▶ EXTRACTED ENTRIES
╔══

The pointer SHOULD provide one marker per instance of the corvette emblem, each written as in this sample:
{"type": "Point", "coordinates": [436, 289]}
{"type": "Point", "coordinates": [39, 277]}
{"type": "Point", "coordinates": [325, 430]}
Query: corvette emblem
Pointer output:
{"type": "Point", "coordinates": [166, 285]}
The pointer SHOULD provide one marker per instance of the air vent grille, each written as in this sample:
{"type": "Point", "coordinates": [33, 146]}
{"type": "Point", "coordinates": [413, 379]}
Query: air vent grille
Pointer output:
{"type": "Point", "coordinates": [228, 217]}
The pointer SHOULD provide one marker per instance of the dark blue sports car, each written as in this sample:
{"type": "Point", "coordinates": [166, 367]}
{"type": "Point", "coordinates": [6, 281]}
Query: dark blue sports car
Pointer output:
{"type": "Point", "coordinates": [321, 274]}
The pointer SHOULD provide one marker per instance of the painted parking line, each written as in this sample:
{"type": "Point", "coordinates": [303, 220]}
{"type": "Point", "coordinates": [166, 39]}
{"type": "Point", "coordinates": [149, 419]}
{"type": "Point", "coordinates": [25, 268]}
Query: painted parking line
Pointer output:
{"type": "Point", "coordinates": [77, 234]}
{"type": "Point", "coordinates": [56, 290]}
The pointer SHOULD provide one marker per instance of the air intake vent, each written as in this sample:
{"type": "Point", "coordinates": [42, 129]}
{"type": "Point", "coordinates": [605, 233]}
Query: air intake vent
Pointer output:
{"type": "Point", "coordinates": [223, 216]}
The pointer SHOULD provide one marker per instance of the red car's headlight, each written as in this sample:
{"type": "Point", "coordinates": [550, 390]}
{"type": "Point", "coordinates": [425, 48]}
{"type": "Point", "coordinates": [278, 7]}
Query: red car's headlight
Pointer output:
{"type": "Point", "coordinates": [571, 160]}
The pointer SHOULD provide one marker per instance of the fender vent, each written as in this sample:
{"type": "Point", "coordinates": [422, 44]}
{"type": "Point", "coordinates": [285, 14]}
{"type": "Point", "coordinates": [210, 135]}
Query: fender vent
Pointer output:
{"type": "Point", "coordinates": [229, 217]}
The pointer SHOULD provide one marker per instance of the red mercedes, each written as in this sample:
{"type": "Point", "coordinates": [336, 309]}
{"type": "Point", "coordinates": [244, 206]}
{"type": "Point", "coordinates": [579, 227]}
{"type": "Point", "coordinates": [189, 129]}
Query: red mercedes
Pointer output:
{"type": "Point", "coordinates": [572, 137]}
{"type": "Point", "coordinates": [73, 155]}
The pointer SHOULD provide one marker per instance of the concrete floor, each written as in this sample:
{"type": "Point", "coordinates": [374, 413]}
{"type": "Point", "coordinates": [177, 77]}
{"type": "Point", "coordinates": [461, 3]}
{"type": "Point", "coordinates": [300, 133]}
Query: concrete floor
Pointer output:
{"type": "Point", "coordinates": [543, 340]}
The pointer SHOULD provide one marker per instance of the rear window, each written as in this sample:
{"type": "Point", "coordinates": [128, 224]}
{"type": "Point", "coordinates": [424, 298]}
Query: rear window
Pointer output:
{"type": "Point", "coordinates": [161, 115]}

╚══

▶ TASK TO CARRY OUT
Only the lines from the one holding "of the concrete" through the end of the records should appear in the answer, each repeated exactly.

▶ RESULT BELOW
The pointer SHOULD provide one marker per instance of the concrete floor, each written as in this sample:
{"type": "Point", "coordinates": [374, 413]}
{"type": "Point", "coordinates": [177, 77]}
{"type": "Point", "coordinates": [461, 3]}
{"type": "Point", "coordinates": [300, 133]}
Query: concrete floor
Pointer output:
{"type": "Point", "coordinates": [543, 340]}
The pointer SHOULD provide one marker per instance of the rear window, each written as in this sample:
{"type": "Point", "coordinates": [128, 224]}
{"type": "Point", "coordinates": [424, 298]}
Query: rear window
Pointer output:
{"type": "Point", "coordinates": [161, 115]}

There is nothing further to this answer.